**** Available data ****

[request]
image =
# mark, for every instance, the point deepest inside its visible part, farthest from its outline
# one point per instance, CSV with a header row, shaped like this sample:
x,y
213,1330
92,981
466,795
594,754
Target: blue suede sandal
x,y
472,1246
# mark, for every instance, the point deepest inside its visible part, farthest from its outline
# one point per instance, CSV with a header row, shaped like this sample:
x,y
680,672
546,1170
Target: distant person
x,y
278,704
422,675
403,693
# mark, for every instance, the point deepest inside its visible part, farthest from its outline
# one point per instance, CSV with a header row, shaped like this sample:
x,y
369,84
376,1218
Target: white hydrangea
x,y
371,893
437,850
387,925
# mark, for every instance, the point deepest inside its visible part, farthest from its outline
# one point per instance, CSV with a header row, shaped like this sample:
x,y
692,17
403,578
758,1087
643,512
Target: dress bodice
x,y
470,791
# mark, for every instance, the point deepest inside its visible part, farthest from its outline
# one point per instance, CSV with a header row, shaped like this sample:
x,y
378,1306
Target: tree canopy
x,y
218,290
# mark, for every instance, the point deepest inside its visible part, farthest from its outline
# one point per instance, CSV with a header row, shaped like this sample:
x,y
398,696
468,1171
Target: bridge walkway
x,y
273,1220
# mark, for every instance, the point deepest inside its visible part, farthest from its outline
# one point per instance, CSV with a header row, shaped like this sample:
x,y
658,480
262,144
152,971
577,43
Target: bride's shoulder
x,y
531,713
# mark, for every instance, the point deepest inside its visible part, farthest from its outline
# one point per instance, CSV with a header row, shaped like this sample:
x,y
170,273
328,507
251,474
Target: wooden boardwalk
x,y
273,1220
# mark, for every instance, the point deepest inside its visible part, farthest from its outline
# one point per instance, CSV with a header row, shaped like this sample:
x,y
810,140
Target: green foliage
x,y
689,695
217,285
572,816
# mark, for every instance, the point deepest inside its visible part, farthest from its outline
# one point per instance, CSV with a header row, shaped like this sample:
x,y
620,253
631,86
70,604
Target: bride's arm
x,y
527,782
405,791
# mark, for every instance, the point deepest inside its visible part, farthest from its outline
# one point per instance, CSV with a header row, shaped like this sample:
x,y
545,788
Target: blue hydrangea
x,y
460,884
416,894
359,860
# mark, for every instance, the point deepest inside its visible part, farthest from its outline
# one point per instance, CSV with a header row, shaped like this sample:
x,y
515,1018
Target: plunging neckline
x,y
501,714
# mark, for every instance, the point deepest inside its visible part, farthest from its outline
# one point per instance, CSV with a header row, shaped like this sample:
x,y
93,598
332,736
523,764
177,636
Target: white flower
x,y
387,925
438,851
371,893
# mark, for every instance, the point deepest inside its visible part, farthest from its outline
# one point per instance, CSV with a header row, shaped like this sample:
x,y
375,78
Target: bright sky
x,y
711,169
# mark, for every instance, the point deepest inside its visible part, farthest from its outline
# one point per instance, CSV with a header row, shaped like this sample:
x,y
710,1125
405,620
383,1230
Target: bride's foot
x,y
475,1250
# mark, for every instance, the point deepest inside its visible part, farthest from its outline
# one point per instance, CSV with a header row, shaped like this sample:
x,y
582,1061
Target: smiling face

****

* Required work *
The full set of entries should appear again, unchanged, line by line.

* Response to this exercise *
[request]
image =
# mark, for every instance, the point deepest inside its visible part, farthest from its outline
# one point per instance, CSV with a header row, shaped like this sample:
x,y
213,1330
92,981
466,795
594,754
Target: blue suede sandal
x,y
472,1246
# mark, for every instance, the point deepest inside its visible part, farthest from its outline
# one point per instance, CSV with a header row, shaped like this sample:
x,y
680,672
546,1170
Target: distant person
x,y
278,704
422,675
403,693
# mark, for every instance, the point deepest inside its visible part, farthest from its outline
# one point per instance, CSV with a header row, shaped like this sample:
x,y
369,84
376,1218
Target: white hydrangea
x,y
371,893
437,850
387,925
# mark, for every instance, the point deepest inside its visible part, farthest from its outline
# one point per instance, CSV with a header row, shaped like this sample:
x,y
692,17
403,578
758,1087
643,512
Target: dress bodice
x,y
470,791
# mark, for every instance, the point deepest inside its visible part, farthest from its outline
# one point per instance, CSV with a header row, shaped like this sample:
x,y
378,1306
Target: tree canopy
x,y
218,290
# mark, for every instance, the point deepest inside its visible part, farthest from its outline
# one point per instance, CSV with a header row, shaped like this sample:
x,y
398,696
468,1171
Target: bridge walkway
x,y
273,1220
# mark, for every instance, the point deepest inside its visible part, farthest from its outline
# one point per instance, CSV with a header row, shaped like this sample:
x,y
658,480
262,144
152,971
577,43
Target: bride's shoulder
x,y
531,713
# mark, for every instance, the point deepest inside its visible part, farthest from its outline
# one point per instance, CSV with a header row, shaped like this sample:
x,y
170,273
328,507
251,474
Target: wooden boardwalk
x,y
273,1220
# mark, for every instance, the point deepest inside its visible part, farthest from its outline
# one point per instance, CSV with a header row, shaped like this sample:
x,y
810,140
Target: green foliage
x,y
689,695
217,285
572,816
# mark, for every instance, the point deepest inside its visible part, farthest from its outline
# one point per instance, CSV with a header row, shaped like this sample:
x,y
620,253
631,86
70,604
Target: bride's arm
x,y
527,782
405,791
# mark, for every instance, the point deepest inside its visible part, farthest from its outline
# one point per instance, CSV with a header row, shaped like this sample:
x,y
545,788
Target: blue hydrangea
x,y
460,884
416,894
359,860
# mark, for every instance, the point deepest inside its visible part, farthest from its outline
# one point per instance, CSV with a header row, shaped like this sample:
x,y
515,1018
Target: plunging neckline
x,y
501,714
# mark, for every instance, the point deepest inside its visible part, farthest from its outline
# one point per instance, CSV with a header row, shaped like this sample:
x,y
93,598
332,736
523,764
177,636
Target: white flower
x,y
387,925
438,851
371,893
# mark, for every instance, the point deepest inside its visible part, farthest from its outline
# one point per instance, CSV with a header row, shaped like this sample:
x,y
375,78
Target: bright sky
x,y
711,169
# mark, for every instance, the point deepest inside its visible part, farthest from its outline
# one point per instance, CSV with a header row, shaped like this sample:
x,y
710,1125
405,620
383,1230
Target: bride's foot
x,y
475,1250
# mark, for every instance, the point deepest inside its visible part, farthest from its outline
# one point per instance, CSV with a header row, shaped like this sample:
x,y
582,1061
Target: smiling face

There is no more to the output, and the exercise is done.